=== EXERCISE BRIEF ===
Rewrite every line of the records below as a numbered list, leaving out any blank lines.

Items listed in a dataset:

* * * * * * *

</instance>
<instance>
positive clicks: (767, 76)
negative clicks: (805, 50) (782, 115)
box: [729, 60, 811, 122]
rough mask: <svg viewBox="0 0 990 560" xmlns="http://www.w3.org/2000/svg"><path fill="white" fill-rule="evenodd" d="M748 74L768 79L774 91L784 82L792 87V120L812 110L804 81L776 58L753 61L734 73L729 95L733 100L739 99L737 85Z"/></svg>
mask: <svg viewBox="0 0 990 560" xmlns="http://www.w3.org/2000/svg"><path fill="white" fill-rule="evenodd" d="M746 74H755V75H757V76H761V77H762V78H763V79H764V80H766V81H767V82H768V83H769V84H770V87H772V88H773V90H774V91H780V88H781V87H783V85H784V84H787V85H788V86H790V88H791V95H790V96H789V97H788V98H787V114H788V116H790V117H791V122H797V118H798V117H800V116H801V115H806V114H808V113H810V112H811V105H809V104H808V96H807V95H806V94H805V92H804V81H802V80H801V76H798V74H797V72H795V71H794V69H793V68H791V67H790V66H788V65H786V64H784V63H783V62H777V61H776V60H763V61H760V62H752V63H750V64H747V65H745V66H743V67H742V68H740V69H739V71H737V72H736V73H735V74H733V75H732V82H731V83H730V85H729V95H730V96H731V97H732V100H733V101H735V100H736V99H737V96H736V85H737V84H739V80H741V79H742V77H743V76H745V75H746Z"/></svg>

* * * * * * *

=== RESULT BELOW ===
1. </instance>
2. <instance>
3. positive clicks: (767, 76)
4. negative clicks: (805, 50) (782, 115)
5. box: [729, 60, 811, 122]
6. rough mask: <svg viewBox="0 0 990 560" xmlns="http://www.w3.org/2000/svg"><path fill="white" fill-rule="evenodd" d="M748 74L768 79L774 91L784 82L792 87V120L812 110L804 81L776 58L753 61L734 73L729 95L733 100L739 99L737 85Z"/></svg>
7. mask: <svg viewBox="0 0 990 560" xmlns="http://www.w3.org/2000/svg"><path fill="white" fill-rule="evenodd" d="M746 74H755V75H757V76H761V77H762V78H763V79H764V80H766V81H767V82H768V83H769V84H770V87H772V88H773V90H774V91H780V88H781V87H783V85H784V84H787V85H788V86H790V88H791V95H790V96H789V97H788V98H787V114H788V116H790V117H791V122H797V118H798V117H800V116H801V115H806V114H808V113H810V112H811V105H809V104H808V96H807V95H806V94H805V92H804V81H802V80H801V76H798V74H797V72H795V71H794V69H793V68H791V67H790V66H788V65H786V64H784V63H783V62H777V61H776V60H763V61H760V62H752V63H750V64H747V65H745V66H743V67H742V68H740V69H739V71H737V72H736V73H735V74H733V75H732V82H731V83H730V85H729V95H730V96H731V97H732V100H733V101H735V100H736V99H737V96H736V85H737V84H739V80H741V79H742V77H743V76H745V75H746Z"/></svg>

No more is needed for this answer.